Render the data below as a Markdown table with two columns, Row and Text, giving each line its own numbered row and skipping any blank lines.
— BEGIN —
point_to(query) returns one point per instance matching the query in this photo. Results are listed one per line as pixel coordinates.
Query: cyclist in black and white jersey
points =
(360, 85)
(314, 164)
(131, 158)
— END —
- **Result of this exercise**:
| Row | Text |
|---|---|
| 1 | point_to(query) returns one point per instance matching the query in this photo. Results are listed one per line as pixel coordinates. |
| 2 | Query: cyclist in black and white jersey |
| 3 | points = |
| 4 | (360, 85) |
| 5 | (314, 164) |
| 6 | (131, 158) |